Texto para analizar »
'''

Son muchos. Están ante mis ojos, entre la vegetación, pero no los veo. Son del color de los robles secos y no los distingo. Relinchan y aparecen en tropel. Son tarpanes, caballos salvajes prehistóricos. Se extinguieron hace siglos. La ciencia los ha resucitado y habitan en Paleolítico Vivo, una reserva en pleno campo burgalés. Bajamos de un salto del jeep y cuando nuestras botas pisan el suelo hemos retrocedido 120.000 años.
Estamos en una vaguada recorrida por el río Arlanzón en Salgüero de Juarros, a los pies de la Sierra de la Demanda. Han escuchado el motor y vienen a investigar. Son vivaces y muy curiosos. “Sus patas son rayadas como las de las cebras. Una franja de pelo negro recorre su columna vertebral. Su manto color grulla cambia en verano a marrón claro. Son rasgos típicos primitivos”, explica a El Independiente el paleontólogo Juan Luis Arsuaga, asesor científico de este particular Parque Jurásico de mamíferos.
No son los únicos seres del pasado que trotan en pleno siglo XXI. En 800 hectáreas pacen los uros y lucen su lana, imponentes, los bisontes. Otros caballos prehistóricos, los Przewalski, miran en la media distancia con sus ojos achinados y sus crines erizadas. Son una pintura rupestre viva. “Son muy salvajes. No son domesticables ni se dejan tocar”, apunta Fernado Morán, veterinario de la reserva y fundador, junto a Juan Luis y al naturalista Benigno Varillas. Concebido hace 4 años, el proyecto abrió sus puertas el verano pasado. La primavera es la estación estrella para disfrutar del safari prehistórico. Ya lo han hecho 6.000 personas.
El tarpán (Equus ferus ferus) era propio de los bosques de Europa. Animales muy duros y resistentes al frío, se extinguieron en el siglo XIX. El último de estos caballos genuinamente salvajes de Europa murió en un zoológico de Moscú en 1909. Sus compañeros salvajes habían desaparecido un par de décadas antes devorados por la avaricia e inconsciencia de los humanos. "Muchos animales se extinguieron con la popularización de las armas de fuego", relata Arsuaga.

'''

Datos proporcionados »
'''

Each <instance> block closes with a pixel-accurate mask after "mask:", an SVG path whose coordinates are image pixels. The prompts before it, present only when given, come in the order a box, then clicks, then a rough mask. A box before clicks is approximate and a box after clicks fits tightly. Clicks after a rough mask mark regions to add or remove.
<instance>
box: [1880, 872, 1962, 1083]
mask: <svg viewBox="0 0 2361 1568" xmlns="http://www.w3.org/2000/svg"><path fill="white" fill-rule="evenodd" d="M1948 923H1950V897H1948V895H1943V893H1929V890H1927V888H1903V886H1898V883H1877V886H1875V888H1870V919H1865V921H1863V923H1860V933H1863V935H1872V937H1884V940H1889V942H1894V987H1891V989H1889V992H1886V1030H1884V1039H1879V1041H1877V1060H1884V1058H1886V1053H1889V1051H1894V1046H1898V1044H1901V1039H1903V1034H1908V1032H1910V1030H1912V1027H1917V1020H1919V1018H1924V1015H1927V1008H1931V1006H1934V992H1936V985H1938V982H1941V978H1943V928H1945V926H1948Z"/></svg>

'''

Instrucciones a seguir » Según el texto sobre la reserva Paleolítico Vivo, ¿dónde y en qué año murió el último tarpán?

Resultado » En un zoológico de Moscú, en 1909.